Per favore, scrivi il seguito della riflessione su Il Sipario Ducale di Volponi riportata qui sotto, ripartendo dopo la sua ultima frase.

*Testo mostrato:*
┌────────
Ho ritrovato Il Sipario Ducale che Volponi scrisse ,dedicando a Guido Piovene,nel lontano 75.
Libro trascurato forse dallo stesso autore, eppure dalla prima lettura che feci nella bella edizione Einaudi ricordo di aver subito provato un senso di paura e fastidio mentale, la ragione forse solo pel periodo trattato.
Geograficamente appare ancora quel tempo oscuro violento fatto di cortei bombe servizi segreti tradimenti e morti oscuri innocenti mescolati tutti col sapore di zolfo e odore di carne bruciata o sparita.
Quanti, il numero esatto mai si saprà.
Ci sono paesi e città sfiorate grigie fatte di piccole donne che in case vecchie preparano piatti di minestra calda, semplice, nella paura della eterna fuga dopo la strage le morti negate a uomini con nomi falsi forse complici ed autori della caduta "Vecchia Repubblica" costata ed ora negata.
Volponi, pare quasi non suo questo pensare ed agire, ci porta attraverso nomi di grandi città e passa per Fossombrone, Pesaro e piccoli luoghi che quasi per civetteria ci espone chè lui conosce essendo rimasto nell' anima marchigiano e di Urbino sempre fissa nella mente come se fosse madre nutriente.
Gli studenti che corrono su e giù per antiche vie e risa e grida e pizza ed una bevuta allegra in compagnia.
Riprende il viaggio la macchina grigia fatta anche di giudici e testimoni per andare arrivare in Catanzaro.
Città dolente in quegli anni che ogni volta ci appare un volto e tante sbarre in ferro per racchiudere assassini-filosofi del terrorismo, pentiti per ottenere sconti di pena.
Mai che si fermi la vettura a fare benzina è sempre in corsa come lepre fuggitiva che sente l' ombra del cacciatore toglierle la vita.
Appare anche - sempre in TV con servizi speciali smentite e giuramenti quella Catanzaro che pare fatta solo per l'esilio e dura la lotta subdola da nord a sud complici divise che avrebbero dovuto proteggere garantire.
E se fermo lo sguardo in copertina vedo due porte ed un locale squallido, una sedia vuota uno spicchio di tavolo rotondo, nulla chè il dramma o la commedia sia finita o stia per iniziare questo non si sa, è il sipario ove la storia dell' Italia minima ha svolto giorni dell'ira lasciando vincitori e vinti in pausa di riflessione dopo tanto rumore e sangue.
└────────
*Righe fornite:*
┌────────
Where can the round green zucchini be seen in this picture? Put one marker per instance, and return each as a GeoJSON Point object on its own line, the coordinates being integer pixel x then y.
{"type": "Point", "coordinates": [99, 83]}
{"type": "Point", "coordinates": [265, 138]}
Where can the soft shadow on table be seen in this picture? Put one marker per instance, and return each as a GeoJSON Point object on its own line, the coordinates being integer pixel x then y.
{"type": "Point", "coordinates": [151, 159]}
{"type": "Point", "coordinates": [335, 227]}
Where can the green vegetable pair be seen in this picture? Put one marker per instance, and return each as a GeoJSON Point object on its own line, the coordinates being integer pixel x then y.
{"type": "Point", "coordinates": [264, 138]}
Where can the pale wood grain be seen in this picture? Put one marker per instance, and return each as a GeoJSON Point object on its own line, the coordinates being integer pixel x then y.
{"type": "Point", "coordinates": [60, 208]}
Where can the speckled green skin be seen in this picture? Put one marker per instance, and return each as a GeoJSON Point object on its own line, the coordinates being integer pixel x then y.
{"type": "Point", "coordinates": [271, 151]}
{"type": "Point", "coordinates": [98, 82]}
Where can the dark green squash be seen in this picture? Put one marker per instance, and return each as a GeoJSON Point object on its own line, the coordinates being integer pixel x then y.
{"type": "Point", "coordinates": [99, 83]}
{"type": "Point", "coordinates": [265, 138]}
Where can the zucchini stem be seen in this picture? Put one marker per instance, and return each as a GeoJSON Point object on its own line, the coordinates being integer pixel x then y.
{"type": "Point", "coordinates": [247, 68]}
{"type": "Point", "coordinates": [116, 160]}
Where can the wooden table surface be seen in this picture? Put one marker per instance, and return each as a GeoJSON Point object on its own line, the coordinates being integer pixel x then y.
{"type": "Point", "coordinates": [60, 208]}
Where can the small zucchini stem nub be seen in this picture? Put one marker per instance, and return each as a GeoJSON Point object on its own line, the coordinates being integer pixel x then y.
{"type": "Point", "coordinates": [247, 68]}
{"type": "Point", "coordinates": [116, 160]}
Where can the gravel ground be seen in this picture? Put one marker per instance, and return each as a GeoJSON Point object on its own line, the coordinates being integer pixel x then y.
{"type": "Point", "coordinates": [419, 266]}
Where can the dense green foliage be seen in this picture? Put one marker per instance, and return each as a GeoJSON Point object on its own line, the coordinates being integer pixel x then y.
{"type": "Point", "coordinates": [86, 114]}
└────────
*Risultato del compito:*
Non so perchè Volponi abbia pensato a Piovene nella dedica, forse ha voluto mostrare all' autore di Viaggio in Italia le spalle - il retro di quanto lo stesso paese può gettare ma che tiene nascosto per falso pudore o vigliaccheria.
Ecco forse la chiave di lettura potrebbe trovarsi anche quì: le due Italie.
Stessi luoghi morbidi paesaggi per l'autore vicentino che il marchigiano Volponi scopre in altri giorni come terra ove tremende vendette si sono succedute.
Rimane dentro lo stomaco la memoria delle grida dei pianti sconsolati allora spiace che l' anime di coloro che sono spariti nella follia feroce non abbiamo mai più avuto giustizia.
E Catanzaro ha concluso il suo compito lasciando oblio ormai che tutto avvolge.
Qualche lapide sparuta date gente frettolosa.
A Bologna come Milano una volta all'anno ci sono cerimonie bandiere ed un palco ove ancora si grida giustizia.
Fu quello un periodo che sconvolse l' intero globo, a scadenze in tante nazioni ci furono capovolgimenti totali e sanguinosi,
Grecia dei colonnelli, Argentina e Messico ed altri , tanti,furono i luoghi ove parve un impazzimento generale.
Leggere il Sipario Ducale riporta alla memoria avvenimenti che volevamo scordati.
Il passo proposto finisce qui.